Extract |

● ● ● ● ●

Pak Datacom was set up shortly after the foundation itself, in July 1992, and was converted into a public limited company in June 1994. Telecom Foundation owns 55% of the company, while State Life Insurance company has a nearly 8% share, and National Bank of Pakistan holds 7%. Interestingly, one of the directors of the company, Basit Waheed, owns 15.5% of the company, though he resigned from the board just the same year.

Pak Datacom should actually be viewed through the prism of the 1990s: that decade was the beginnings of Pakistan’s data and telecommunications networks. In fact, most of the aforementioned companies were also set up in the 90s, as part of the (very, very slow) digitization process of Pakistan. In fact, the first IT policy at a national level was only set up in the year 2000. 

Pak Datacom was set up to operate and maintain a network of data communication, and to serve the needs of the subscribers against approved tariff charges. It is also authorized to carry out any business related to communication or IT, subject to licences from the PTA. Today, the company has 13 offices in the country, 11 maintenance centers, and more than 75 engineers. It is also present in 55 cities across the country.

That is impressive for a company that barely any average Paistani has heard of, unlike its much more well-known siblings, PTCL or PTA (famous for bans, of late). That is because Pak Datacom deals in much more technical, but ultimately critical, infrastructure in B2B settings, mostly clients who are multinational companies or foreign missions in Pakistan who need specific networks. Indeed, both Pak Datacom’s website and annual report feature a litany of technical acronyms that require much decoding. Broadly speaking, the company deals in optical fiber, radio, and satellites.

Satellites have different bands, such as C-band (4-8 Ghz, used for TV networks), K-band (12-18 Ghz, used for satellite communication) and Ka-band (26–40 GHz, used for radars on military aircraft). Pak Datacom provides all of these bands, mostly to banks, government department, oil and gas companies, and even United Nations organizations, in Karachi, Lahore, Islamabad, Peshawar and Quetta. 

It also offers Digital Cross Connect (DXX) (a form of high speed data connectivity), in 62 cities across Pakistan. It also won a bid to provide hundreds of wireless radio links to an unnamed financial institution, and provides the optic fiber that connects banks to international credit card networks like Visa, Mastercar and China Union Pay.

Yet, for all of that, it has had pretty middling years. Its revenue between 2014 and 2018 hovered between the Rs700 million mark (its peak was in 2018, at Rs798 million). In 2016, revenue actually fell to Rs655 million, and profit after tax stood at Rs37 million.

● ● ● ● ●

Given data |
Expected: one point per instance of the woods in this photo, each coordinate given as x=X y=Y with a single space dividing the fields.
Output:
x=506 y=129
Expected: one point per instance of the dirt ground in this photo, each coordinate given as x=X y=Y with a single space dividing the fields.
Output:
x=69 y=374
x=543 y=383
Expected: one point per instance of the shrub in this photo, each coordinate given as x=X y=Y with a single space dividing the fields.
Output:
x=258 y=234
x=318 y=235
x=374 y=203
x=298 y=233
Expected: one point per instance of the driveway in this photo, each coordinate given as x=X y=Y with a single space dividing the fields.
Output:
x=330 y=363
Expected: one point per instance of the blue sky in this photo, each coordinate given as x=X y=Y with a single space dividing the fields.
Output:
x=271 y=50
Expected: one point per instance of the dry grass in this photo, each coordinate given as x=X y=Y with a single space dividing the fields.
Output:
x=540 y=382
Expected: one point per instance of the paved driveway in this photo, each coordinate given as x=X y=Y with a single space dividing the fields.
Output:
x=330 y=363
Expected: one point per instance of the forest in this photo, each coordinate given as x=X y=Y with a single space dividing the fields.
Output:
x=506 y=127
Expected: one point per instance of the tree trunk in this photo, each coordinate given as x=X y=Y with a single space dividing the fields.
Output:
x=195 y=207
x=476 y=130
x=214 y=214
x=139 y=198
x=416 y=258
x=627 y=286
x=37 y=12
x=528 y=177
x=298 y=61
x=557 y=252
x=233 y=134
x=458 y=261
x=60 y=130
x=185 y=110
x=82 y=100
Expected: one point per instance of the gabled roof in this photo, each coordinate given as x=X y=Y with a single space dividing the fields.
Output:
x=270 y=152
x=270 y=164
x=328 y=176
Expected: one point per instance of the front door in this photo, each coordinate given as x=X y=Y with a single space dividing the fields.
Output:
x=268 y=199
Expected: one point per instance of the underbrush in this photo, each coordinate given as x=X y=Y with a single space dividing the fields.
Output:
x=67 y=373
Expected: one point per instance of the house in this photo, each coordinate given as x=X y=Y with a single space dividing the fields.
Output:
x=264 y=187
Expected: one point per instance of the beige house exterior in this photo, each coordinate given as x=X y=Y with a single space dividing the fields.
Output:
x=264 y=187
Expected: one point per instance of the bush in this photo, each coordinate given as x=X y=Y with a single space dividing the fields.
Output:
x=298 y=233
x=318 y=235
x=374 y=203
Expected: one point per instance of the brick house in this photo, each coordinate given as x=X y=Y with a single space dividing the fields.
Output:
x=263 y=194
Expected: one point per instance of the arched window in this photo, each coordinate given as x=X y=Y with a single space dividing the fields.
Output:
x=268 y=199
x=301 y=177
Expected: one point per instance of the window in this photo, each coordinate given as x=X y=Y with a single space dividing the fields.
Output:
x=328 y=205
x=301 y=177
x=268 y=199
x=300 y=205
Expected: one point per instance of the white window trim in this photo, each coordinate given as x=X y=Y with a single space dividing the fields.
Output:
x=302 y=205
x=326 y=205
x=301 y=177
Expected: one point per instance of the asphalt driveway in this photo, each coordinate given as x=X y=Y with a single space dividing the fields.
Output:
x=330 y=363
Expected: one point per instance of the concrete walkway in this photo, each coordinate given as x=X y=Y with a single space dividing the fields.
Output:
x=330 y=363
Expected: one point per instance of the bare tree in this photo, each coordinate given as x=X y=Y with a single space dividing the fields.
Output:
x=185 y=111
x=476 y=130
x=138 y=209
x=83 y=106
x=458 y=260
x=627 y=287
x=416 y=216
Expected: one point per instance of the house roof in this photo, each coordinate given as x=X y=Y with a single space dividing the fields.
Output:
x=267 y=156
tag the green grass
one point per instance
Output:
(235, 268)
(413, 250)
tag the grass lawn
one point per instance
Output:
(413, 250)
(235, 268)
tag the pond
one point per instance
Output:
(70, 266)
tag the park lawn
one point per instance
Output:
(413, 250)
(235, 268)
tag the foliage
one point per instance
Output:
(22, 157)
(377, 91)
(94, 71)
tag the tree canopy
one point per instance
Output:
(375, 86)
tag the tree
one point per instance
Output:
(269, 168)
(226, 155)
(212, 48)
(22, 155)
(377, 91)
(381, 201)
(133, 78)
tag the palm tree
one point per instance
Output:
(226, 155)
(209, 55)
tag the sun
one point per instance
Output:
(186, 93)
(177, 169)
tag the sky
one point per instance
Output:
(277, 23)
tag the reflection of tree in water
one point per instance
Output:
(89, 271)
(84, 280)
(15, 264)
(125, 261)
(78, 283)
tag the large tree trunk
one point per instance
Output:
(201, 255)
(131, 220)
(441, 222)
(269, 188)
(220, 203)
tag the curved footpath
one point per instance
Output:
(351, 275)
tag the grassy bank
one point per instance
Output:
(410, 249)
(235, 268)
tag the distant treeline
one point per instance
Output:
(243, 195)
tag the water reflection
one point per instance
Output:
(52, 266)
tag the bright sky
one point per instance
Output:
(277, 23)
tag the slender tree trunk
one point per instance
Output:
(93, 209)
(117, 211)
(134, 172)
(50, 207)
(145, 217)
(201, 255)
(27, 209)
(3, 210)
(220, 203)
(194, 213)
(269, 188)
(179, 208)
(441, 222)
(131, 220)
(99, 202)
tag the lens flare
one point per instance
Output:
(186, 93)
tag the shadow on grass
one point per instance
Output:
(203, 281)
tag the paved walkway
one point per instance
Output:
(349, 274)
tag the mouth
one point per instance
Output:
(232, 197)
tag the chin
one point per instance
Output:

● ● ● ● ●

Work to complete | Transcribe everything in the Pak Datacom text above from "Pak Datacom was set up shortly" down to "the year 2000.", keeping every word and character unchanged.

Written answer |
Pak Datacom was set up shortly after the foundation itself, in July 1992, and was converted into a public limited company in June 1994. Telecom Foundation owns 55% of the company, while State Life Insurance company has a nearly 8% share, and National Bank of Pakistan holds 7%. Interestingly, one of the directors of the company, Basit Waheed, owns 15.5% of the company, though he resigned from the board just the same year.

Pak Datacom should actually be viewed through the prism of the 1990s: that decade was the beginnings of Pakistan’s data and telecommunications networks. In fact, most of the aforementioned companies were also set up in the 90s, as part of the (very, very slow) digitization process of Pakistan. In fact, the first IT policy at a national level was only set up in the year 2000.